* _Tasks for this exercise_
• 1. Decide whether each statement agrees with the CST outline below. Answer yes or no for each and quote the words that settle it.
(a) Under the CST, Congress would keep the power to lay and collect Duties.
(b) Each State's payment of its share of the Budget would be voluntary, as under the Articles of Confederation.
(c) The CST would leave the 16th Amendment in force.
• 2. Extend the CST outline below, starting after its final sentence.
───── Source
The four key structural points of the CST are:
 
1. The power to lay and collect Taxes, Imposts and Excises will be repealed from Article I, Section 8, Paragraph 1(I-8-1) of the Constitution along with the 16th Amendment.  The power to lay and collect Duties, presently in I-8-1, will remain with Congress. 
 
2. Article 1, Section 8, Paragraph 2 (I-8-2), authorizing Congress’ power to borrow will also be repealed.
 
3. Once Congress sets the Federal Budget each year, the dollar amount of the Budget will be divided among the States by a formula that is fair to all States. This five-part formula is explained in the HOW IT WORKS section of the CST website.
 
4. It will then be up to the People of each State, and state and local officials, to decide how their State will pay its share of the Budget.  This is similar to Article VIII of the Articles of Confederation, but unlike the Articles, payment will be mandatory. 
 
The Feds, through Congress, is the only jurisdiction in the USA that has the power “To coin Money, regulate the Value thereof; ...” ((Article I, Section 8, Paragraph 5 of the Constitution. (I-8-5.))
──────────
───── Data
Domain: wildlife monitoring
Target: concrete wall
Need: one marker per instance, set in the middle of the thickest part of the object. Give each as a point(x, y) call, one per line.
──────────
* _Expected results_
• 1.
(a) Yes: "The power to lay and collect Duties, presently in I-8-1, will remain with Congress."
(b) No: "unlike the Articles, payment will be mandatory."
(c) No: "will be repealed from Article I, Section 8, Paragraph 1(I-8-1) of the Constitution along with the 16th Amendment."

• 2.
 
I-8-1, I-8-2, I-8-5 and the 16th Amendment are the “Big Four” that give the Federal Government monopoly control over its own financing.
 
Exactly how does this work out in practice? Quite simply, the Feds can tax, borrow or print as much money for itself as it wishes.  This is how things have worked out, with taxation, Federal borrowing in the U.S. and worldwide credit markets, and the Federal Reserve purchasing various bonds and securities the Department of the Treasury regularly issues.  The net result of this Federal Reserve/Treasury “process” creates money with nothing more than debit/credit accounting journal entries.  
 
The hard reality of economic scarcity does not affect the U.S. Government in the same way that all Americans and State and local jurisdictions are affected by economic scarcity.  When taxation of Americans has been “maxed out,” the Feds can have the Federal Reserve print money. This makes their ultimate spending limit far more “elastic” than the spending limits on the rest of America.
 
Unless and until the Federal Government is forced into a position where money is a far scarcer commodity, nothing will change with massive overspending. The Federal Bureaucracy is deeply entrenched, with many big spending interests attached to it.
 
Wayne Rogers, the former MASH TV star, is a commentator on a Saturday morning FOX News business show.  On July 21, 2012 Rogers commented that the Federal Bureaucracy runs the Federal Government, not Congress. It’s hard to argue with this position.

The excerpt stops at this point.